INPUT RECORDS:

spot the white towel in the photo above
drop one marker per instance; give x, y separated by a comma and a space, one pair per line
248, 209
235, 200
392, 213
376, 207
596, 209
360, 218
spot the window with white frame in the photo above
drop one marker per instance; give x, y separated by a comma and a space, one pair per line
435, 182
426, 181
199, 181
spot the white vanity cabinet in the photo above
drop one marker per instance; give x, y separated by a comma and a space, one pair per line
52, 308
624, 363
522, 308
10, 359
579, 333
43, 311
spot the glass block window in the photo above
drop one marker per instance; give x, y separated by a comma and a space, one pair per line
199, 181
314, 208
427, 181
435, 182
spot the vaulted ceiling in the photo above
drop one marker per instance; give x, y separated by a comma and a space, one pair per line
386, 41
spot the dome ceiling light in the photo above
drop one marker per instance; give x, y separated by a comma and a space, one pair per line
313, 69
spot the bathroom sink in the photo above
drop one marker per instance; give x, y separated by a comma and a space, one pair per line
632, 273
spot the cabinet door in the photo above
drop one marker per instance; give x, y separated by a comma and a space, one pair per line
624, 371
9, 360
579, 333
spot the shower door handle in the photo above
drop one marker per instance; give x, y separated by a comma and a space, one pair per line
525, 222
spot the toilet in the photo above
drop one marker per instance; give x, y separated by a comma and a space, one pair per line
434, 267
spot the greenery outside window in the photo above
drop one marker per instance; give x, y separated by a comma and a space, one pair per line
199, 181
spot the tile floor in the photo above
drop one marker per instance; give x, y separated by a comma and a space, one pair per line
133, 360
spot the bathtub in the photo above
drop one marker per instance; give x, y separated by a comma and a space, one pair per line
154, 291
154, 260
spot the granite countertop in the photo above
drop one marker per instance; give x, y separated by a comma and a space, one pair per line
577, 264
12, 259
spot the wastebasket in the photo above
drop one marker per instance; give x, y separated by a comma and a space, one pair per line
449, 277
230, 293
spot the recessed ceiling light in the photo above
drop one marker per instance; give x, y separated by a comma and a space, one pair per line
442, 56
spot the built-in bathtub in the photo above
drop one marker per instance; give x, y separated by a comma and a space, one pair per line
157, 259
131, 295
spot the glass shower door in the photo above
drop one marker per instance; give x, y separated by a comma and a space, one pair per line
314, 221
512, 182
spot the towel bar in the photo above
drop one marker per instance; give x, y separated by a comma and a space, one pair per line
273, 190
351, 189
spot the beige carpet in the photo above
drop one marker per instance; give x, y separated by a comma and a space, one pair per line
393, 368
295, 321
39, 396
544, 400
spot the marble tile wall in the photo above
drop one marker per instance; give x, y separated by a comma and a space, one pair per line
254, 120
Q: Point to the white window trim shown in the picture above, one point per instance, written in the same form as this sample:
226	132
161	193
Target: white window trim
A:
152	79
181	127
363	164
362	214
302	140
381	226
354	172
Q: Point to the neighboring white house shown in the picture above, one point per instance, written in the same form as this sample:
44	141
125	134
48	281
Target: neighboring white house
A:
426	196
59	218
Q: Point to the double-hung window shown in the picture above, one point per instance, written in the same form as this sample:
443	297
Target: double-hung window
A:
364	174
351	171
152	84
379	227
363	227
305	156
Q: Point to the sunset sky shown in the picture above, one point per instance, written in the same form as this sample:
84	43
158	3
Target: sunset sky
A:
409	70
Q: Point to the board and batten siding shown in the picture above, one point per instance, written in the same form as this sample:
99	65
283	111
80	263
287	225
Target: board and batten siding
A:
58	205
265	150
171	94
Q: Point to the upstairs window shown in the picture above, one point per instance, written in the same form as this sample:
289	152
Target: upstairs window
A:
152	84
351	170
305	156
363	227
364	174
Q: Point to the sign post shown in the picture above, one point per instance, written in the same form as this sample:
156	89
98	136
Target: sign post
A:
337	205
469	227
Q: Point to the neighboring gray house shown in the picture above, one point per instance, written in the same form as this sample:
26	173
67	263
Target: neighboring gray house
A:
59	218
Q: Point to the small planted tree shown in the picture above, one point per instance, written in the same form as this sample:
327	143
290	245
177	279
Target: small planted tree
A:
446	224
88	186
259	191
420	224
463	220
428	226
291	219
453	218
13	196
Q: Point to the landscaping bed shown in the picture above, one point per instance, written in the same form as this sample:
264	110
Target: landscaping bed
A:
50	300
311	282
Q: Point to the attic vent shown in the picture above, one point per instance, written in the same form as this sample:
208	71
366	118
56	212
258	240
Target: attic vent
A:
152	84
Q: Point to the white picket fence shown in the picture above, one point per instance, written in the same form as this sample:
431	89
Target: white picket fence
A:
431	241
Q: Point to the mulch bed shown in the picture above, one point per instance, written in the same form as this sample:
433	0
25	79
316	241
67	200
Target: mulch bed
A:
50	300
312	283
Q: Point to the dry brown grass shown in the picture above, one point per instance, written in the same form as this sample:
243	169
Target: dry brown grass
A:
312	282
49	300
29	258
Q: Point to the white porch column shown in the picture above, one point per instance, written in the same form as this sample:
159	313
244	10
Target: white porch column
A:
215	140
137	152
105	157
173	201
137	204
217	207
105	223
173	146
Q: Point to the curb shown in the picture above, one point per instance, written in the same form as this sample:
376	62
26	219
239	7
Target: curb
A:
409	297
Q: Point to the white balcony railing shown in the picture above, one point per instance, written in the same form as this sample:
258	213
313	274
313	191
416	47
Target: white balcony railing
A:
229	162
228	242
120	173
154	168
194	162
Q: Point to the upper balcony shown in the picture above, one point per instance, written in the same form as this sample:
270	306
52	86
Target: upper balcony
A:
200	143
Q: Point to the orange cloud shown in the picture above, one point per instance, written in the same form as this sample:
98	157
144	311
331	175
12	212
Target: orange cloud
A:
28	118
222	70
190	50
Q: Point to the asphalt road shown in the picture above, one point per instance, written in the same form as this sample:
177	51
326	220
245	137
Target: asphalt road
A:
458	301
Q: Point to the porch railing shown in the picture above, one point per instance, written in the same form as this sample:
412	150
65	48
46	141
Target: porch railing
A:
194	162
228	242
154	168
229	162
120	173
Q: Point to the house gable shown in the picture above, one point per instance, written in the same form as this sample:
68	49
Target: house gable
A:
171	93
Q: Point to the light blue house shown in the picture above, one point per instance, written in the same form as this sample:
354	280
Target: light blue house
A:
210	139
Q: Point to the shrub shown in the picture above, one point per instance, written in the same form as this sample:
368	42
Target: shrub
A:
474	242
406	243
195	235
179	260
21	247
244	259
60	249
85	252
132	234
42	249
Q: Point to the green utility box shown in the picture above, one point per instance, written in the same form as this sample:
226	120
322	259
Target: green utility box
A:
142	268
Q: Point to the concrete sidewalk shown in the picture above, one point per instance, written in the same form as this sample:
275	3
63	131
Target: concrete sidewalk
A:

TASK DETAILS: Copy every line of the data that carries the word "cabinet".

SOLUTION FOR THIS PROBLEM:
spot the white vanity cabinet in the photo above
spot the cabinet door in the photo above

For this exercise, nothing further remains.